_Request:_
Substitute "Locate" for every occurrence of "Pinpoint" in the items below and reproduce them with everything else unchanged. Omit the pictures from the output.
** start Provided entries **
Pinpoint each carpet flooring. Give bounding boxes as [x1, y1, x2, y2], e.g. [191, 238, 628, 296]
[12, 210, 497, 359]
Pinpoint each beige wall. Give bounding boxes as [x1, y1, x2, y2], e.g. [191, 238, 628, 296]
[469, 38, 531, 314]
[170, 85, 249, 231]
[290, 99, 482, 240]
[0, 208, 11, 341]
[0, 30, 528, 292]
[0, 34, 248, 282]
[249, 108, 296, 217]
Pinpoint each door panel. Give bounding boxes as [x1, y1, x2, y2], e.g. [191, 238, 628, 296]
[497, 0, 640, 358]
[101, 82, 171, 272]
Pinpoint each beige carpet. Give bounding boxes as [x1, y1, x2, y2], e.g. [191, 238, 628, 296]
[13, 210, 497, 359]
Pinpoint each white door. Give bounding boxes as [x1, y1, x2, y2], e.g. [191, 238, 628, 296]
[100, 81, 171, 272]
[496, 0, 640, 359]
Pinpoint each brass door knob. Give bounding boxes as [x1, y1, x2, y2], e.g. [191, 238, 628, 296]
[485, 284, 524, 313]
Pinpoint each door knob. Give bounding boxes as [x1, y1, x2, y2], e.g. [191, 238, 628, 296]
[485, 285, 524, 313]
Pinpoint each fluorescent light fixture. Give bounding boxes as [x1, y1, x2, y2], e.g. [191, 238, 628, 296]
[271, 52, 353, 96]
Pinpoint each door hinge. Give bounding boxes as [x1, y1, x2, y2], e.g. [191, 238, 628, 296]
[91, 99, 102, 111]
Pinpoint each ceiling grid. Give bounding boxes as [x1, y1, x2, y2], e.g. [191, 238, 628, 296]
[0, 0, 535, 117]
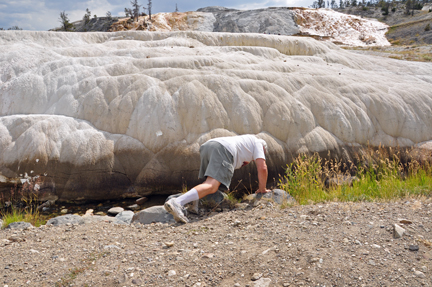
** end Provided entries **
_Final result:_
Locate each carpet flooring. Give bounding boxes as [x1, y1, x2, y2], e.g. [191, 238, 628, 296]
[12, 210, 497, 359]
Locate each beige wall. Give bounding boxes as [x1, y1, x2, y2], e.g. [191, 238, 628, 296]
[469, 38, 531, 314]
[170, 85, 249, 231]
[290, 99, 482, 240]
[0, 208, 11, 341]
[0, 30, 528, 292]
[0, 34, 248, 282]
[249, 108, 296, 217]
Locate each door panel. Give bounding boxes as [x1, y1, x2, y2], e.g. [191, 238, 628, 296]
[497, 0, 640, 358]
[101, 82, 171, 272]
Locate each beige carpet. Give bounding boxes as [x1, y1, x2, y2], e.g. [191, 238, 628, 296]
[13, 210, 497, 359]
Locate each white door. Give bounding boxes as [x1, y1, x2, y2], e.g. [191, 238, 628, 296]
[100, 81, 171, 272]
[496, 0, 640, 359]
Locate each brass door knob. Give bounding boxes as [x1, y1, x2, y2], e.g. [191, 238, 628, 296]
[485, 284, 524, 313]
Locate each door knob. Give bounding boxes as [x1, y1, x2, y2], e.g. [191, 238, 628, 296]
[485, 285, 524, 313]
Locate each fluorescent light fixture. Give bounding boxes as [x1, y1, x2, y2], e.g. [191, 238, 628, 296]
[271, 52, 353, 96]
Locate each door hinge. Give bounding boxes as [x1, y1, x2, y2], e.g. [191, 238, 628, 296]
[91, 99, 102, 111]
Locate each ceiling grid. Give bounding boxes as [x1, y1, x2, y2], e.g. [191, 238, 628, 296]
[0, 0, 535, 117]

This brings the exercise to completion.